* START Dataset entries *

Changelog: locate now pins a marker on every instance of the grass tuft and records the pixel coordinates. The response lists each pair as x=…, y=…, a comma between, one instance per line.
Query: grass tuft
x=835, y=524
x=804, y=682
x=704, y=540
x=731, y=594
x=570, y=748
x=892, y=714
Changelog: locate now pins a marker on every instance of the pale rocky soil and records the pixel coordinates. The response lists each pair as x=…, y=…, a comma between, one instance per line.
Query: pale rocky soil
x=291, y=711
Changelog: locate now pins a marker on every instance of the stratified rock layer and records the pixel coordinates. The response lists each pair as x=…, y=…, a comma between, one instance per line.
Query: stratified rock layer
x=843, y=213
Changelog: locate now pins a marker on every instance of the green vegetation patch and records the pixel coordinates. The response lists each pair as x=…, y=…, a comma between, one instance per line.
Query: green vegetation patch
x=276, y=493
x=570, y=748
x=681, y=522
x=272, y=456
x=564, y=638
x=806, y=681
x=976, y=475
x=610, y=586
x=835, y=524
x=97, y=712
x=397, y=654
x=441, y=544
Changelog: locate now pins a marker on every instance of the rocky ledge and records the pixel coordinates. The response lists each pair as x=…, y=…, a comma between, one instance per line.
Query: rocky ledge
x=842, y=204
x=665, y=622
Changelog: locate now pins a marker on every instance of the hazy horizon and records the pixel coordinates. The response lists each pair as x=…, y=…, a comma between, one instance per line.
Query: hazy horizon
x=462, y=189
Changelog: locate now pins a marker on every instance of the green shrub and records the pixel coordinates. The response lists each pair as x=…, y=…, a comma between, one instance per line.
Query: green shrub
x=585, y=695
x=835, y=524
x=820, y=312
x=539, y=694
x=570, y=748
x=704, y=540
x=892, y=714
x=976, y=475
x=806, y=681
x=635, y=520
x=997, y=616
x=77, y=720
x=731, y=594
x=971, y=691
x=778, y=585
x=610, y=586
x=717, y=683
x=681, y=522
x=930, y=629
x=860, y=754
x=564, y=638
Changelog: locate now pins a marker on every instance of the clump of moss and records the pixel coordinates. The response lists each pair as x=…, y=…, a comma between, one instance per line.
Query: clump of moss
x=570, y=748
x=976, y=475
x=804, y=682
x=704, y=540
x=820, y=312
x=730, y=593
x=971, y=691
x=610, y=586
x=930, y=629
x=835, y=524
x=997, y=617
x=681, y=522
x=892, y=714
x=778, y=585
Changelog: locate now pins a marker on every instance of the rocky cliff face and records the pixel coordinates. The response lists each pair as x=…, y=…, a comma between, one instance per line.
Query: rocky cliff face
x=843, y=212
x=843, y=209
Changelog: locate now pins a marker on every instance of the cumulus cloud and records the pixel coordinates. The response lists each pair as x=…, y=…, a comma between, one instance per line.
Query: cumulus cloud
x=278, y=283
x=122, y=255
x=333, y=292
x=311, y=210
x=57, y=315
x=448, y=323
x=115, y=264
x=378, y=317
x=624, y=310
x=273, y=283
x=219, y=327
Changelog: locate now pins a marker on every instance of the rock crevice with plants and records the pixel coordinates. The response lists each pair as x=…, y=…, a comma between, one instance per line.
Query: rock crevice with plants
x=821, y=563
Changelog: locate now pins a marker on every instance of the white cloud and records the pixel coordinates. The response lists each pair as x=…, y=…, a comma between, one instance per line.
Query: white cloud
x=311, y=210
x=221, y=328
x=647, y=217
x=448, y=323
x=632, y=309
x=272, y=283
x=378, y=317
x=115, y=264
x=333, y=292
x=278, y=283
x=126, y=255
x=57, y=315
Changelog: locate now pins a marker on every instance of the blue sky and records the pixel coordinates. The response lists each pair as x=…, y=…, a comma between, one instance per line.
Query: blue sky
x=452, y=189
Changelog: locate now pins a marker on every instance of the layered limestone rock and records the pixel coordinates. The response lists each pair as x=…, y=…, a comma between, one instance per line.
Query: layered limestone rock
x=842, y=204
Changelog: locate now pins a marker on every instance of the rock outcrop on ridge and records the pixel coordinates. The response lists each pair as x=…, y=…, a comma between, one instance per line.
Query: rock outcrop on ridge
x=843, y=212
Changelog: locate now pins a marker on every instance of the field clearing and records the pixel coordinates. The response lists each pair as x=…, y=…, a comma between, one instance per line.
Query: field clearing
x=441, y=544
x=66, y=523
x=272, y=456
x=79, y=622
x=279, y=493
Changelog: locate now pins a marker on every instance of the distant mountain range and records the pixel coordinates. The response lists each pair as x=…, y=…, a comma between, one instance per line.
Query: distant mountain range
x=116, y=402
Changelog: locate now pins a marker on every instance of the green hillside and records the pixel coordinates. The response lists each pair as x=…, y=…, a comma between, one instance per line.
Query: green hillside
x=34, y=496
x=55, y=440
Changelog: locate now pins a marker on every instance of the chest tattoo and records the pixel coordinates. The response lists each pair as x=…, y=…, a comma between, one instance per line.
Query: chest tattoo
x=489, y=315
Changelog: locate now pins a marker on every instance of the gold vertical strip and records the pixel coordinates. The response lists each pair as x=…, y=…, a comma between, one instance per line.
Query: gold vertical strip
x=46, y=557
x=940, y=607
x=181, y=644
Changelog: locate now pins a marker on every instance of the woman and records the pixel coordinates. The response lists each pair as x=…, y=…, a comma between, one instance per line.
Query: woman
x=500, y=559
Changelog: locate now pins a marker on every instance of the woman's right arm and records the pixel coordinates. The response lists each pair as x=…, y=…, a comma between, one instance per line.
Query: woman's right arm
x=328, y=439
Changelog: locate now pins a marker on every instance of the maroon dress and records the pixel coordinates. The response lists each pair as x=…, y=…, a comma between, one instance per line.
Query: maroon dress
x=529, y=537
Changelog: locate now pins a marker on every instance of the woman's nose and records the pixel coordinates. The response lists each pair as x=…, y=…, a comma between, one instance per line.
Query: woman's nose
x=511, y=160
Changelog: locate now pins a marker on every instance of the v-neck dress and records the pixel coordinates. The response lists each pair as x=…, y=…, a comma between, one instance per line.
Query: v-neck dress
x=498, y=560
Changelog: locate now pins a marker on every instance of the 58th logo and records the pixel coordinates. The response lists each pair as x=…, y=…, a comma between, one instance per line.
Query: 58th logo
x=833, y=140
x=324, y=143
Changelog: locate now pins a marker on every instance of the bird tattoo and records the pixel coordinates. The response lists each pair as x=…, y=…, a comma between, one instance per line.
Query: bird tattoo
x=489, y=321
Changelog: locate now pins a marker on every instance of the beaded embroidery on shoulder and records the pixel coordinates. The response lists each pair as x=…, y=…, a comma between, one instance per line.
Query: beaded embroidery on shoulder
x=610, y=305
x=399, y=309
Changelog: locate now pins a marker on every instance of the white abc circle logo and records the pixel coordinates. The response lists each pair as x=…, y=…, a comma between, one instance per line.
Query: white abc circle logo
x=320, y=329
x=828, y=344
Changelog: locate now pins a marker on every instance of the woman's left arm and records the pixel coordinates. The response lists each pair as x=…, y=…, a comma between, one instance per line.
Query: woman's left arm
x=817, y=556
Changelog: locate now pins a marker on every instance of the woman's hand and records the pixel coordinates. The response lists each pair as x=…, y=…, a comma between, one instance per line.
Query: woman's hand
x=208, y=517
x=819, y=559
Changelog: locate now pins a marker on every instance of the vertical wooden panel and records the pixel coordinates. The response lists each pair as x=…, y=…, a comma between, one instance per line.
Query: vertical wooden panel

* END Dataset entries *

Problem statement >>
Put every line of the data above into a JSON list of strings, one string per line, and leave out any blank lines.

Final result >>
[
  "Changelog: locate now pins a marker on every instance of the grass tuft and records the pixel coordinates. The response lists each pair as x=…, y=…, a comma between, one instance per line.",
  "Query: grass tuft",
  "x=835, y=524",
  "x=804, y=682",
  "x=704, y=540",
  "x=731, y=594",
  "x=570, y=748",
  "x=892, y=714",
  "Changelog: locate now pins a marker on every instance of the pale rocky soil and records the pixel coordinates. The response lists each pair as x=…, y=…, a comma between, one instance per line.",
  "Query: pale rocky soil",
  "x=291, y=711",
  "Changelog: locate now pins a marker on every instance of the stratified rock layer and records the pixel coordinates. The response lists each pair as x=…, y=…, a comma between, one instance per line.",
  "Query: stratified rock layer",
  "x=843, y=213",
  "Changelog: locate now pins a marker on every instance of the green vegetation patch and records the pixel coordinates. The response lists each pair as x=…, y=…, a comma between, one instance per line.",
  "Query: green vegetation patch",
  "x=276, y=493",
  "x=570, y=748",
  "x=681, y=522",
  "x=272, y=456",
  "x=564, y=638",
  "x=806, y=681",
  "x=976, y=475",
  "x=610, y=586",
  "x=835, y=524",
  "x=97, y=712",
  "x=397, y=654",
  "x=441, y=544",
  "Changelog: locate now pins a marker on every instance of the rocky ledge and records the pixel coordinates. The response lists each pair as x=…, y=…, a comma between, one instance per line.",
  "Query: rocky ledge",
  "x=842, y=204",
  "x=665, y=622",
  "Changelog: locate now pins a marker on every instance of the hazy horizon and records the pixel coordinates. The response lists each pair as x=…, y=…, a comma between, one instance per line.",
  "Query: hazy horizon",
  "x=462, y=189",
  "Changelog: locate now pins a marker on every instance of the green shrub and records the pixel coordinates. The response lists each pair as x=…, y=…, a comma between, one instance per line.",
  "Query: green shrub",
  "x=585, y=695",
  "x=835, y=524",
  "x=820, y=312",
  "x=539, y=694",
  "x=570, y=748",
  "x=704, y=540",
  "x=892, y=714",
  "x=976, y=475",
  "x=806, y=681",
  "x=635, y=520",
  "x=997, y=616",
  "x=77, y=720",
  "x=731, y=594",
  "x=971, y=691",
  "x=778, y=585",
  "x=610, y=586",
  "x=717, y=683",
  "x=681, y=522",
  "x=930, y=629",
  "x=860, y=754",
  "x=564, y=638",
  "Changelog: locate now pins a marker on every instance of the clump of moss and records the pixel coordinates. The response lists each pair as x=…, y=…, a comma between, one instance per line.",
  "Query: clump of moss",
  "x=570, y=748",
  "x=976, y=475",
  "x=804, y=682",
  "x=704, y=540",
  "x=820, y=312",
  "x=730, y=593",
  "x=971, y=691",
  "x=610, y=586",
  "x=930, y=629",
  "x=835, y=524",
  "x=997, y=617",
  "x=681, y=522",
  "x=892, y=714",
  "x=778, y=585",
  "Changelog: locate now pins a marker on every instance of the rocky cliff face and records the pixel coordinates. The response lists each pair as x=…, y=…, a comma between, one instance per line.",
  "Query: rocky cliff face",
  "x=843, y=212",
  "x=843, y=209",
  "Changelog: locate now pins a marker on every instance of the cumulus cloud and records the pixel coordinates. The response lists each pair as x=…, y=…, a comma between, one instance per line.",
  "Query: cumulus cloud",
  "x=278, y=283",
  "x=122, y=255",
  "x=333, y=292",
  "x=311, y=210",
  "x=57, y=315",
  "x=448, y=323",
  "x=115, y=264",
  "x=378, y=317",
  "x=624, y=310",
  "x=273, y=283",
  "x=219, y=327",
  "Changelog: locate now pins a marker on every instance of the rock crevice with plants and records the pixel coordinates. The response lists each pair as x=…, y=…, a comma between, one instance per line.",
  "Query: rock crevice with plants",
  "x=821, y=563",
  "Changelog: locate now pins a marker on every instance of the white cloud and records the pixel coordinates. The response lists each pair as x=…, y=…, a comma between, one instance per line.",
  "Query: white cloud",
  "x=311, y=210",
  "x=221, y=328",
  "x=647, y=217",
  "x=448, y=323",
  "x=632, y=309",
  "x=272, y=283",
  "x=378, y=317",
  "x=115, y=264",
  "x=333, y=292",
  "x=278, y=283",
  "x=126, y=255",
  "x=57, y=315",
  "Changelog: locate now pins a marker on every instance of the blue sky and records the pixel coordinates. The response lists each pair as x=…, y=…, a comma between, one instance per line.",
  "Query: blue sky",
  "x=452, y=189",
  "Changelog: locate now pins a marker on every instance of the layered limestone rock and records the pixel coordinates. The response lists each pair as x=…, y=…, a comma between, one instance per line.",
  "Query: layered limestone rock",
  "x=842, y=204",
  "Changelog: locate now pins a marker on every instance of the rock outcrop on ridge and records the pixel coordinates. The response lists each pair as x=…, y=…, a comma between, one instance per line.",
  "Query: rock outcrop on ridge",
  "x=843, y=212",
  "Changelog: locate now pins a marker on every instance of the field clearing and records the pixel coordinates. The response lists each pair as x=…, y=…, a comma between, one instance per line.",
  "Query: field clearing",
  "x=441, y=544",
  "x=66, y=523",
  "x=272, y=456",
  "x=79, y=622",
  "x=279, y=493",
  "Changelog: locate now pins a marker on every instance of the distant mountain range and records the pixel coordinates. The response lists each pair as x=…, y=…, a comma between, one instance per line.",
  "Query: distant mountain range",
  "x=116, y=402",
  "Changelog: locate now pins a marker on every instance of the green hillside and records the pixel coordinates. The response lists each pair as x=…, y=…, a comma between, one instance per line.",
  "Query: green hillside",
  "x=34, y=496",
  "x=55, y=440",
  "Changelog: locate now pins a marker on every instance of the chest tattoo and records the pixel coordinates. The response lists each pair as x=…, y=…, a comma between, one instance per line.",
  "Query: chest tattoo",
  "x=489, y=315",
  "Changelog: locate now pins a marker on every instance of the gold vertical strip and records the pixel coordinates. The response lists each pair as x=…, y=…, a comma between, one instance per line.",
  "Query: gold vertical strip",
  "x=46, y=557",
  "x=940, y=607",
  "x=181, y=644",
  "Changelog: locate now pins a marker on every instance of the woman and records the pixel coordinates. The response lists each pair as x=…, y=…, a comma between, one instance per line.",
  "Query: woman",
  "x=500, y=559",
  "Changelog: locate now pins a marker on every instance of the woman's right arm and records the pixel coordinates. The response lists each pair as x=…, y=…, a comma between, one instance per line.",
  "Query: woman's right arm",
  "x=328, y=439",
  "Changelog: locate now pins a marker on every instance of the maroon dress and records the pixel coordinates. The response lists each pair as x=…, y=…, a comma between, one instance per line.",
  "Query: maroon dress",
  "x=529, y=537",
  "Changelog: locate now pins a marker on every instance of the woman's nose and records the pixel coordinates. The response lists each pair as x=…, y=…, a comma between, one instance per line.",
  "Query: woman's nose",
  "x=511, y=160",
  "Changelog: locate now pins a marker on every instance of the v-neck dress and records the pixel coordinates. The response lists each pair as x=…, y=…, a comma between, one instance per line.",
  "Query: v-neck dress",
  "x=498, y=560",
  "Changelog: locate now pins a marker on every instance of the 58th logo and records the pixel coordinates. The response lists each pair as x=…, y=…, a comma between, one instance per line.",
  "Query: 58th logo",
  "x=833, y=140",
  "x=324, y=143",
  "Changelog: locate now pins a marker on every instance of the bird tattoo and records the pixel coordinates. The response lists each pair as x=…, y=…, a comma between, one instance per line.",
  "Query: bird tattoo",
  "x=489, y=321",
  "Changelog: locate now pins a marker on every instance of the beaded embroidery on shoulder and records the pixel coordinates. The response lists each pair as x=…, y=…, a comma between, one instance per line.",
  "Query: beaded embroidery on shoulder",
  "x=610, y=305",
  "x=399, y=309",
  "Changelog: locate now pins a marker on every instance of the white abc circle logo and records the pixel coordinates. The response lists each pair as x=…, y=…, a comma between, one instance per line.",
  "Query: white abc circle logo",
  "x=320, y=329",
  "x=828, y=344",
  "Changelog: locate now pins a marker on every instance of the woman's left arm and records the pixel coordinates. The response lists each pair as x=…, y=…, a comma between, one instance per line.",
  "Query: woman's left arm",
  "x=817, y=556",
  "Changelog: locate now pins a marker on every instance of the woman's hand and records the pixel coordinates. The response lists each pair as x=…, y=…, a comma between, one instance per line.",
  "Query: woman's hand",
  "x=208, y=517",
  "x=819, y=559",
  "Changelog: locate now pins a marker on every instance of the vertical wooden panel and records the pixel coordinates. The response lists each pair as x=…, y=…, a comma between, one instance per line.",
  "Query: vertical wooden panel"
]